-- BEGIN PAGE TEXT --
The arrival of "Democrats for Education Reform" (DFER) in Chicago last winter signaled that some of the most well funded corporate "reform" outfits would be arriving to supplement the work of groups like Stand for Children and Advance Illinois. Since the Chicago Teachers Union began organizing for the June strike authorization vote, DFER has upped its propaganda attack on the union and the city's remaining real public schools. DFER is integrated into the network of well funded reactionary corporate reform groups, and then links regularly to the massive network of propagandists for privatization, charter schools, union busting, and the other programs of corporate school reform.

One of the things DFER contributes is to circulate among its supporters regular Op Eds from its side. One of the most interesting of the past week came out of Indiana, where an anti-union blogger publishes a thingy called "Dropout Nation." Below is on example of their work (published on June 13, 2012), their relationship with Rahm Emanuel, and, as an interesting aside, their praise for the Astroturf group, Black Star Project. As long-time readers of Substance know, the chieftain of the Black Star Project, Phillip Jackson, served former Chicago Mayor Richard Daley throughout the 1990s against the city's African American community, and especially against the city's black teachers.

Jackson served as the first "Chief of Staff" under Daley's first appointed "Chief Executive Officer", Paul G. Vallas. During those years, CPS began laying the framework for massive school closings, almost all aimed at schools in the city's massively segregated black ghettos. Jackson helped changed that narrative from desegregation and equity to the tunes that are still playing: phony programs aimed at ending the so-called "achievement gap" and "ending dropouts" while ignoring the massive problems of economic inequity, drug gangs, and capitalist exploitation.

From the Vallas administration at CPS, Jackson went straight to the Chicago Housing Authority, where the destruction of low-income housing for poor people, most of them in Chicago's black ghettos, was called "housing reform." As in "school reform," privatization, the displacement of poor children, the pandering to corporate (in that case, real estate) interests, were the orders of the day. Anyone who wants to see Ground Zero of both corporate "school reform" and corporate "education reform" can drive through "Bronzeville." There, under programs that Phillip Jackson helps the Daley administration push at Chicago's black people, real public schools were displaced by charter schools and public housing, some dating back to the early years of the New Deal, was destroyed.

Following his work in the public sector, Jackson reappeared with the not-for-profit group "Black Star Project," which has been pushing its Astroturf versions of reality as avidly as the later arrivals, like Advance Illinois, Illinois Stand for Children, and, most recently, Democrats for Education Reform. Together, they draw millions of dollars per year from the wealthiest (almost always white) plutocrats in Chicago and elsewhere to push an anti-union and pro-privatization version of "reform."

Rahm Emanuel’s Ronald Reagan Moment June 13, 2012 3 by RiShawn Biddle

One can’t say that Chicago Mayor Rahm Emanuel hasn’t aggressively embraced predecessor Richard M. Daley’s mantle as chief school reformer. Since becoming the top executive of the Second City, the former Wall Streeter, congressman, and Obama administration chief of staff has pushed tirelessly to expand the city’s collection of charter schools, argued for increasing the time students spend in school (and the time teachers spend in instruction), and has enacted a new set of rules allowing the district to use teacher performance data in layoff decisions. As a result, Emanuel has the opportunity to set a standard for reform-minded mayors the way predecessor Daley and Rahm’s soon-to-be outgoing counterpart in New York City, Michael Bloomberg, have done.
-- END PAGE TEXT --
### PROMPT A
In the passage on Democrats for Education Reform, what position did Phillip Jackson hold under Paul G. Vallas?
The records that follow have no connection to the passage above; each stands on its own.
-- BEGIN LISTED ENTRIES --
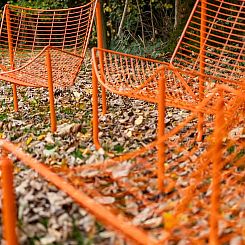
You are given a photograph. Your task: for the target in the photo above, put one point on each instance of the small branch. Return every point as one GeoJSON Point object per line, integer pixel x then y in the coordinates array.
{"type": "Point", "coordinates": [123, 18]}
{"type": "Point", "coordinates": [141, 21]}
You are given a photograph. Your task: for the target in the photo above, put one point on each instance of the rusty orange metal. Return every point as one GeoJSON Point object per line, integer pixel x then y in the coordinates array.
{"type": "Point", "coordinates": [212, 43]}
{"type": "Point", "coordinates": [176, 188]}
{"type": "Point", "coordinates": [45, 48]}
{"type": "Point", "coordinates": [204, 169]}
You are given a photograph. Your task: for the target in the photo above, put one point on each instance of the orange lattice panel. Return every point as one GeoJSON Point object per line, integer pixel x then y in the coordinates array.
{"type": "Point", "coordinates": [149, 80]}
{"type": "Point", "coordinates": [203, 181]}
{"type": "Point", "coordinates": [213, 39]}
{"type": "Point", "coordinates": [45, 48]}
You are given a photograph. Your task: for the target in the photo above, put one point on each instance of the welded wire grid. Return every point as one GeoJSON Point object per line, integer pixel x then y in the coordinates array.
{"type": "Point", "coordinates": [215, 31]}
{"type": "Point", "coordinates": [139, 78]}
{"type": "Point", "coordinates": [126, 186]}
{"type": "Point", "coordinates": [28, 31]}
{"type": "Point", "coordinates": [65, 67]}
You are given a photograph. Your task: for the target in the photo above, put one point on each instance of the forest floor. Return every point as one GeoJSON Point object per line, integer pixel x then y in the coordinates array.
{"type": "Point", "coordinates": [45, 214]}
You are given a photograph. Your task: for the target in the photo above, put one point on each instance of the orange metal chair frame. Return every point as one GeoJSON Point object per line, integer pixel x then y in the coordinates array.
{"type": "Point", "coordinates": [45, 48]}
{"type": "Point", "coordinates": [223, 121]}
{"type": "Point", "coordinates": [212, 43]}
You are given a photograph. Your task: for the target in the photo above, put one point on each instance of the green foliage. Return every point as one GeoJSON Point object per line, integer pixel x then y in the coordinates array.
{"type": "Point", "coordinates": [148, 27]}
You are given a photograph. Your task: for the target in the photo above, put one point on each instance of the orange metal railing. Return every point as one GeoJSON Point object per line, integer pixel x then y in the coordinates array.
{"type": "Point", "coordinates": [212, 43]}
{"type": "Point", "coordinates": [45, 48]}
{"type": "Point", "coordinates": [185, 209]}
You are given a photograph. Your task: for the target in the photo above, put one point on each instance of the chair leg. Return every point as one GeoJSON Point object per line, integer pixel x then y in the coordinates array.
{"type": "Point", "coordinates": [103, 101]}
{"type": "Point", "coordinates": [14, 88]}
{"type": "Point", "coordinates": [52, 110]}
{"type": "Point", "coordinates": [8, 199]}
{"type": "Point", "coordinates": [95, 110]}
{"type": "Point", "coordinates": [160, 134]}
{"type": "Point", "coordinates": [51, 93]}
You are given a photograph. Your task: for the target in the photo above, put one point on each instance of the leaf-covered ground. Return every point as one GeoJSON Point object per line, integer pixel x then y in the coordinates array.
{"type": "Point", "coordinates": [46, 215]}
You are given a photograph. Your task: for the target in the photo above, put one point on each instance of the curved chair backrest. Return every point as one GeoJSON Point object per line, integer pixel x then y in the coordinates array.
{"type": "Point", "coordinates": [25, 32]}
{"type": "Point", "coordinates": [213, 40]}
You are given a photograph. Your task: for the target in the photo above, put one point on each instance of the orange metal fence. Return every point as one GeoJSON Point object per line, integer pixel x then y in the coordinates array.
{"type": "Point", "coordinates": [137, 209]}
{"type": "Point", "coordinates": [45, 48]}
{"type": "Point", "coordinates": [212, 43]}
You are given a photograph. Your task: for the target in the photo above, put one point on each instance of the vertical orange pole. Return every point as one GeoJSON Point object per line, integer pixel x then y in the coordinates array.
{"type": "Point", "coordinates": [51, 92]}
{"type": "Point", "coordinates": [160, 131]}
{"type": "Point", "coordinates": [217, 158]}
{"type": "Point", "coordinates": [11, 55]}
{"type": "Point", "coordinates": [95, 109]}
{"type": "Point", "coordinates": [202, 66]}
{"type": "Point", "coordinates": [100, 45]}
{"type": "Point", "coordinates": [8, 198]}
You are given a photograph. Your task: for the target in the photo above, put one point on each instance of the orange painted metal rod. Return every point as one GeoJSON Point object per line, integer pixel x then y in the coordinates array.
{"type": "Point", "coordinates": [202, 67]}
{"type": "Point", "coordinates": [11, 55]}
{"type": "Point", "coordinates": [51, 92]}
{"type": "Point", "coordinates": [101, 213]}
{"type": "Point", "coordinates": [161, 127]}
{"type": "Point", "coordinates": [95, 109]}
{"type": "Point", "coordinates": [217, 161]}
{"type": "Point", "coordinates": [100, 45]}
{"type": "Point", "coordinates": [8, 198]}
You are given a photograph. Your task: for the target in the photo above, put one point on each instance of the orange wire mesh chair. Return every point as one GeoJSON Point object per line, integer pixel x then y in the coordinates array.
{"type": "Point", "coordinates": [44, 48]}
{"type": "Point", "coordinates": [212, 43]}
{"type": "Point", "coordinates": [122, 192]}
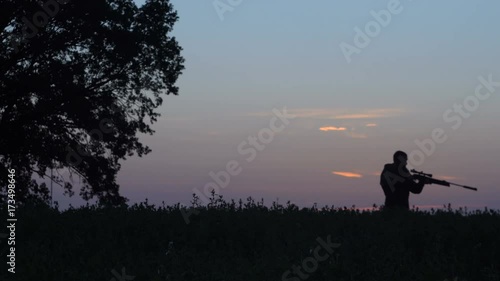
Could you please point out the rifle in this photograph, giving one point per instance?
(428, 177)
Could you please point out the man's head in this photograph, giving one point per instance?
(400, 158)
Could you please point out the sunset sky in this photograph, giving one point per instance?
(404, 86)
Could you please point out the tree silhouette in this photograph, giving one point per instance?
(79, 80)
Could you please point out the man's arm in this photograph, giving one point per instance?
(415, 188)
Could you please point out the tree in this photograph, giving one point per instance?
(79, 80)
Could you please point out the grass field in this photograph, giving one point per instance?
(248, 241)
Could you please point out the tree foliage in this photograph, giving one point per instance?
(76, 87)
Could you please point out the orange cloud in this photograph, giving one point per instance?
(326, 129)
(348, 174)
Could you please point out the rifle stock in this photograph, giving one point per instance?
(431, 180)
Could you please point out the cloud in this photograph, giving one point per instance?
(326, 129)
(347, 174)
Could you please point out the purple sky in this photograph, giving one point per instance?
(424, 74)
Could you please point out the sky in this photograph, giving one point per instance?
(361, 81)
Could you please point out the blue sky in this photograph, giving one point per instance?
(264, 55)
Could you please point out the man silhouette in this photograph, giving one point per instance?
(397, 182)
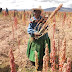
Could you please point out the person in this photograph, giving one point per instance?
(7, 11)
(36, 44)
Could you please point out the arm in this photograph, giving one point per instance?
(30, 30)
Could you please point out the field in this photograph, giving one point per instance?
(14, 35)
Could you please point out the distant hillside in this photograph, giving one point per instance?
(49, 9)
(62, 9)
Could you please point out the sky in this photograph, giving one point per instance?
(29, 4)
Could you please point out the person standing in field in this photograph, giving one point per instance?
(36, 44)
(7, 11)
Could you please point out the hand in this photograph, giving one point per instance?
(37, 34)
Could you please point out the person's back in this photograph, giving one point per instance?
(36, 44)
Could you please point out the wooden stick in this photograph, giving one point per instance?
(53, 13)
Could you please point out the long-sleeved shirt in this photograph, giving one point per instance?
(31, 26)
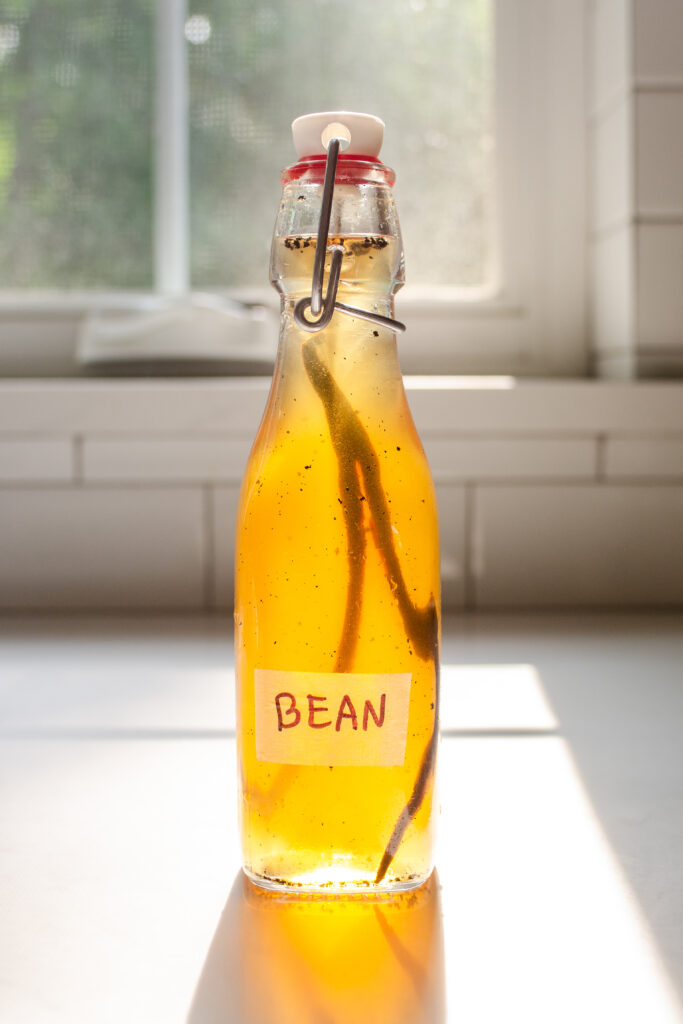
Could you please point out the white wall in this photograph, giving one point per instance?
(636, 176)
(122, 495)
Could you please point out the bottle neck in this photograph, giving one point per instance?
(360, 356)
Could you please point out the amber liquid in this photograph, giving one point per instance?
(337, 570)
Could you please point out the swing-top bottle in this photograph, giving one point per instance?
(337, 582)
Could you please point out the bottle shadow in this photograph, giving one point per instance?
(324, 960)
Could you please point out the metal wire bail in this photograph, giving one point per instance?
(322, 307)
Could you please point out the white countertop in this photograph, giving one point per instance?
(560, 895)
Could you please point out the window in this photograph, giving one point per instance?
(140, 146)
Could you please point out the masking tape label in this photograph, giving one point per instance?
(332, 718)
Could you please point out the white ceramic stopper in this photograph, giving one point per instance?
(361, 134)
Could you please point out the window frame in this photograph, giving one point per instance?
(531, 322)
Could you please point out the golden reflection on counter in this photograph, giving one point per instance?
(318, 960)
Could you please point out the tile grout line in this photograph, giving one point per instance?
(209, 548)
(77, 449)
(469, 597)
(600, 458)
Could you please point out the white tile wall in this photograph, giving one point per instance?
(657, 35)
(612, 168)
(101, 548)
(610, 29)
(659, 286)
(223, 520)
(36, 459)
(196, 459)
(147, 520)
(582, 545)
(453, 514)
(659, 152)
(612, 298)
(637, 89)
(644, 457)
(505, 458)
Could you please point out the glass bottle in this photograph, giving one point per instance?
(337, 573)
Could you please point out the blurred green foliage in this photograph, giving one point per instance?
(77, 130)
(76, 116)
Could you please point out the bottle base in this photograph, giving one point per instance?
(333, 883)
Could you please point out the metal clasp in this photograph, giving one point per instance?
(325, 307)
-- END LISTED ENTRIES --
### PROMPT B
Output the records from the line containing "Could you please point out the metal clasp" through the end of the records as a two-column CSV with the columns request and answer. Give one row per request, and put each value in a single quoted field with line breaks replaced by spaces.

### COMPLETE OUTPUT A
He served as the first "Chief of Staff" under Paul G. Vallas.

### COMPLETE OUTPUT B
request,answer
"Could you please point out the metal clasp in this photograph, giving one point per instance?","(325, 307)"